> TASK BRIEF
List every line in the records below that contains the word "conifer".

Source data:
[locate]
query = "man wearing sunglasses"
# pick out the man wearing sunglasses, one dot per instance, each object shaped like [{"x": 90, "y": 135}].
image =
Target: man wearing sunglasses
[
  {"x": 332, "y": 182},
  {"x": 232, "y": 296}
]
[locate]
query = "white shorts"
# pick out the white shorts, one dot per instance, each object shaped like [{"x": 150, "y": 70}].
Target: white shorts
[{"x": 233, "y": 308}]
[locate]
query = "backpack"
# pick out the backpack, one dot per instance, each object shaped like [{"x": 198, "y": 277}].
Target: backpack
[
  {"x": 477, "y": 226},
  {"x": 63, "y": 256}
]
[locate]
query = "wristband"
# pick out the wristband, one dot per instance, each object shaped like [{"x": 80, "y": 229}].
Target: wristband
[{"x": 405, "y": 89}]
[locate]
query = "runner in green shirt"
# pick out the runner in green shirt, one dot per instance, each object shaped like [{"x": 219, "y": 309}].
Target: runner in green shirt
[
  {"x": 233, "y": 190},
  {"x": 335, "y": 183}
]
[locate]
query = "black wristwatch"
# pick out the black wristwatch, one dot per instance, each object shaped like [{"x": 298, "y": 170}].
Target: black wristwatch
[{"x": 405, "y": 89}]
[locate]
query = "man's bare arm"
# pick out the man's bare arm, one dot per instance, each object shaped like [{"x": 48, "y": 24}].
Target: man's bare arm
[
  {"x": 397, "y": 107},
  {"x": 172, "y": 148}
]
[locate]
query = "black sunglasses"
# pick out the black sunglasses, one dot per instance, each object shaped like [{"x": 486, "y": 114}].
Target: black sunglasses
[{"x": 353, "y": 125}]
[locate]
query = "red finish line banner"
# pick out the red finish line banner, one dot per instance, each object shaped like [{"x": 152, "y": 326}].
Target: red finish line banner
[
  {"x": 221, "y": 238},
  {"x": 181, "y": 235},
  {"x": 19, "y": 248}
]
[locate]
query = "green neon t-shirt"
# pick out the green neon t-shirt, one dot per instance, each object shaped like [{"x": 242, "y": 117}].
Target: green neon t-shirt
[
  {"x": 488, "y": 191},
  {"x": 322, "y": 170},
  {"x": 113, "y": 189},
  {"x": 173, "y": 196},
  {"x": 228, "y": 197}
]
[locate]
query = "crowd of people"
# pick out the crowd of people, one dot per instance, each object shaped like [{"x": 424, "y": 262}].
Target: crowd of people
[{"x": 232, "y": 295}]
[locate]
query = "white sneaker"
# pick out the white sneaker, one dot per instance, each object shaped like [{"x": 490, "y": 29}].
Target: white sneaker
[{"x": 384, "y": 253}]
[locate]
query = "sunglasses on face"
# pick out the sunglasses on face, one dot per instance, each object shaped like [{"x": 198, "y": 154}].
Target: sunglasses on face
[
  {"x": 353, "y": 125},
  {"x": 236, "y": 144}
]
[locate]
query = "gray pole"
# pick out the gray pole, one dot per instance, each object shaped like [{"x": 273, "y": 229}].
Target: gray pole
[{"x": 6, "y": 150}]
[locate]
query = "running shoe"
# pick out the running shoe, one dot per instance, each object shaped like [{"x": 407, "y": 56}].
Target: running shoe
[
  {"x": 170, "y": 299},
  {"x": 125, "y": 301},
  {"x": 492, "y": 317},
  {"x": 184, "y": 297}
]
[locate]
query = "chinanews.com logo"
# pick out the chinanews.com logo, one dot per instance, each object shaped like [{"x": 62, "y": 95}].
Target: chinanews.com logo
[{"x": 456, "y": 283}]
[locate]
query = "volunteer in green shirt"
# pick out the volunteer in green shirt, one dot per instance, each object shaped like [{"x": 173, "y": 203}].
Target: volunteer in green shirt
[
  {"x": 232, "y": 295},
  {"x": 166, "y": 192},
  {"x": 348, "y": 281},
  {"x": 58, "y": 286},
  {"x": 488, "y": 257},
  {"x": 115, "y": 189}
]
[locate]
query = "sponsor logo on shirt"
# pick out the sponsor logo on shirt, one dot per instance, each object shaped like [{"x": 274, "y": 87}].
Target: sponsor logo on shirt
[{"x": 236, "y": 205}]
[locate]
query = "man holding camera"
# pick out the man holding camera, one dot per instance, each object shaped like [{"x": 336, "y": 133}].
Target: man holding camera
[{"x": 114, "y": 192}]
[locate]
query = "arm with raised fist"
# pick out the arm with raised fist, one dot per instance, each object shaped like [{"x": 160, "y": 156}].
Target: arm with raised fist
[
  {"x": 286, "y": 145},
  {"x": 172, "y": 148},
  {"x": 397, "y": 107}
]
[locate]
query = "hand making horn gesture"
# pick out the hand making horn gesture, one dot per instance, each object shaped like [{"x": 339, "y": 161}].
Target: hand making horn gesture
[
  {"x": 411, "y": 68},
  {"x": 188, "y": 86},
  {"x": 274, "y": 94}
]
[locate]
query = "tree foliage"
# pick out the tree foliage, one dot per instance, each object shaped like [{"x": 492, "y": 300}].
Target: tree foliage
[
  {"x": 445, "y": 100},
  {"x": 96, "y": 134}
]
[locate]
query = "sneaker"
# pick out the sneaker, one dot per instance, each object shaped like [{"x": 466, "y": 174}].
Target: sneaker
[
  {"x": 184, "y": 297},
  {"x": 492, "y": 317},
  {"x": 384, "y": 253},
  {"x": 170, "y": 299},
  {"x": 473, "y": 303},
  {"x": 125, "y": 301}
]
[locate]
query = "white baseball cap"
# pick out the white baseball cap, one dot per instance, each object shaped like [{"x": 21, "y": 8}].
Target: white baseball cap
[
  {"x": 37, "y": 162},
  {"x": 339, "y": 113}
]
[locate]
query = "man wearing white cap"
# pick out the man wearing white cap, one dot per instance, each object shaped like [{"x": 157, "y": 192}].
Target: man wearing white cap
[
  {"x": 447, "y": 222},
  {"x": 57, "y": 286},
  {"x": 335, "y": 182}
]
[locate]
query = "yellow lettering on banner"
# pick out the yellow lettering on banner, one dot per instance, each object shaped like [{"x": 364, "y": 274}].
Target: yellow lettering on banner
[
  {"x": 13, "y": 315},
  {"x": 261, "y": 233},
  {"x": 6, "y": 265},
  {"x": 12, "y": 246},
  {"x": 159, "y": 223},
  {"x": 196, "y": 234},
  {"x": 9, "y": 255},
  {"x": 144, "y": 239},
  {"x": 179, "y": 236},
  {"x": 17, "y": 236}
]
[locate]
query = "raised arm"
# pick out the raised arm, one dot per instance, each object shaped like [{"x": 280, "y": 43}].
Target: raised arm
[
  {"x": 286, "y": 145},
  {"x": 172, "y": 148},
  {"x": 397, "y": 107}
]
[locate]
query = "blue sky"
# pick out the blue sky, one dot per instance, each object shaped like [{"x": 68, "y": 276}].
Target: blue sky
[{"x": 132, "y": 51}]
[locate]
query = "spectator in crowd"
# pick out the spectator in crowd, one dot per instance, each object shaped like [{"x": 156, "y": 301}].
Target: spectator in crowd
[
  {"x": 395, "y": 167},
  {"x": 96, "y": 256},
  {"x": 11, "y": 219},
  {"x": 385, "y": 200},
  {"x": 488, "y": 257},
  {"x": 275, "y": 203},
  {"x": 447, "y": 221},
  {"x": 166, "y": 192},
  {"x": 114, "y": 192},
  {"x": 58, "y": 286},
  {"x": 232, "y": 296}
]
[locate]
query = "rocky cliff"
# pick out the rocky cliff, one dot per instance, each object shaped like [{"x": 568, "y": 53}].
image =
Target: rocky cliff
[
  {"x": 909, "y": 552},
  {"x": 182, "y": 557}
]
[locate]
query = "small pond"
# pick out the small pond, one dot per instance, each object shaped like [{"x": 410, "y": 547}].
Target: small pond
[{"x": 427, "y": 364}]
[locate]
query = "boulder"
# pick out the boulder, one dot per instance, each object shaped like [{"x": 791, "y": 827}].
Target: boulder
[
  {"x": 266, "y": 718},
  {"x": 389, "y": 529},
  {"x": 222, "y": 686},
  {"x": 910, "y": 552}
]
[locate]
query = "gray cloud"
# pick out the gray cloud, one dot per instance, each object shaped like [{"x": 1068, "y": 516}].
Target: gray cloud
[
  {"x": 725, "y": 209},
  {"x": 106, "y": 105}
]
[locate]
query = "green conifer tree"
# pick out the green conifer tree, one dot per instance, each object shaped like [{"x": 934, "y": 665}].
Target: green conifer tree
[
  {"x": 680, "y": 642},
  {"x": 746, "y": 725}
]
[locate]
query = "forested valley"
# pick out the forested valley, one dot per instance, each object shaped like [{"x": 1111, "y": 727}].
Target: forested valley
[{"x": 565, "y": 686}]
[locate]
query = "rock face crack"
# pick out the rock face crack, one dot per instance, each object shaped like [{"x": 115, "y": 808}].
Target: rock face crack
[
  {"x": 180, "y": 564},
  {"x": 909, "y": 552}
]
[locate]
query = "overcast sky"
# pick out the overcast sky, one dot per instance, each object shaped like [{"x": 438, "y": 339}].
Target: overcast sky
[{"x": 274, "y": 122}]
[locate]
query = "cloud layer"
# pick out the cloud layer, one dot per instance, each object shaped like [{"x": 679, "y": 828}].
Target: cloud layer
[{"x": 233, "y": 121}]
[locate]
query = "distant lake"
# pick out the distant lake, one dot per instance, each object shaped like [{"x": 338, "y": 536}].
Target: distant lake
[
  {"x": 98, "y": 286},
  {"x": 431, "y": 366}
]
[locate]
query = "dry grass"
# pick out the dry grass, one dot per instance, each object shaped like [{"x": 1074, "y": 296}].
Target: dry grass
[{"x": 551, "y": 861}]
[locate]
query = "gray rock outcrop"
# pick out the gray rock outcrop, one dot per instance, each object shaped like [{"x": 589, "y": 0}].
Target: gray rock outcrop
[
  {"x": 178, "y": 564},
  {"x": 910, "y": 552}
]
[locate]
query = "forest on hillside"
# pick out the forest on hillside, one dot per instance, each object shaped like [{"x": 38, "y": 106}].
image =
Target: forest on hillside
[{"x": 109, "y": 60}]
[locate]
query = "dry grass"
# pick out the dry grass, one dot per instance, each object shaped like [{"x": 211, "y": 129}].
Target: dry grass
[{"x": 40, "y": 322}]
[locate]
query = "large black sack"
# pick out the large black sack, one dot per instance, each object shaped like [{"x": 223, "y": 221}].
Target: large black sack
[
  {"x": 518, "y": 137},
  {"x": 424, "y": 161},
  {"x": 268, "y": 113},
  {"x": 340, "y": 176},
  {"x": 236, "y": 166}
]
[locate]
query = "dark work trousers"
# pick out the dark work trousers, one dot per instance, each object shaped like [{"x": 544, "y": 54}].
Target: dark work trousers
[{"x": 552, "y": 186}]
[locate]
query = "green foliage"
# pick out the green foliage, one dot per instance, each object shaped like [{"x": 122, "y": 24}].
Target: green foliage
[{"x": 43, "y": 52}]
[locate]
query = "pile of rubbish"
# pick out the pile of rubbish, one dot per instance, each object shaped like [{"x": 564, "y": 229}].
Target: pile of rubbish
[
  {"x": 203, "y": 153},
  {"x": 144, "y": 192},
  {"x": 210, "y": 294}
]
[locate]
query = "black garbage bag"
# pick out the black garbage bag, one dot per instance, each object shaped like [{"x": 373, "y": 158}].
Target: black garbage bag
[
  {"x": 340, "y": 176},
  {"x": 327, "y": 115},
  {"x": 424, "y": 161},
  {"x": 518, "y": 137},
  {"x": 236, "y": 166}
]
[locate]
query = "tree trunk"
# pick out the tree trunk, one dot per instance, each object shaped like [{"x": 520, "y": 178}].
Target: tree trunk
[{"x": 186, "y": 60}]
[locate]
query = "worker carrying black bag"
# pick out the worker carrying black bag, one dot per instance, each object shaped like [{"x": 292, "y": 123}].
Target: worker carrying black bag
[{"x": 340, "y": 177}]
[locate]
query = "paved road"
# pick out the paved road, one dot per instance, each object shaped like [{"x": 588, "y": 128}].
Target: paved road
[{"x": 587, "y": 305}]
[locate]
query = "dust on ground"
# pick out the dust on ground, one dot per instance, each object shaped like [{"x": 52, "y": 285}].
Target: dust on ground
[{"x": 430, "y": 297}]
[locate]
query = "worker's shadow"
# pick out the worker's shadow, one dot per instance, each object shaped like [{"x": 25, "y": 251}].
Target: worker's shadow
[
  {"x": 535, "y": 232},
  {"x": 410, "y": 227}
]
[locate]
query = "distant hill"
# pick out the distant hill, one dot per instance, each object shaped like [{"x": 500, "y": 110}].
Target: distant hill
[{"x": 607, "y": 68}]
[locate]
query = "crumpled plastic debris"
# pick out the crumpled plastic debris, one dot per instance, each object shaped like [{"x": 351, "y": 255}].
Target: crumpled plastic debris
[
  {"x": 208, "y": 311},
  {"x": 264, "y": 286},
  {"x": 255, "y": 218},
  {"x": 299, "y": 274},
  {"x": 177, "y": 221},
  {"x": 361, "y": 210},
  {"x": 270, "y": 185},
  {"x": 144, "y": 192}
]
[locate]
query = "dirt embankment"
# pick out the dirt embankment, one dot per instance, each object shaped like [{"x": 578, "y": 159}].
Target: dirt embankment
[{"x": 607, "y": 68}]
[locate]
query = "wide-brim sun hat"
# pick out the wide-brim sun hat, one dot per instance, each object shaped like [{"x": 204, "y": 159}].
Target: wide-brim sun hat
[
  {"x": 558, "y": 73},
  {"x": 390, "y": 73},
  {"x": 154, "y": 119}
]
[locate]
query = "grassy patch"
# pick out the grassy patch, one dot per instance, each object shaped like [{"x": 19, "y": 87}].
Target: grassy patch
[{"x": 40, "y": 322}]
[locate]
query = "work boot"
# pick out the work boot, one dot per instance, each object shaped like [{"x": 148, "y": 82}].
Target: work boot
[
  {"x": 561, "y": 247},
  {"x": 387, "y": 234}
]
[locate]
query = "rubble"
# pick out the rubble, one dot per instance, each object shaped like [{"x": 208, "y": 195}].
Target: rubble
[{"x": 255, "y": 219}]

> WORKED ANSWER
query = "green conifer tree"
# pick out the green conifer tree, one dot per instance, each object shaped like [{"x": 934, "y": 665}].
Target: green conifer tree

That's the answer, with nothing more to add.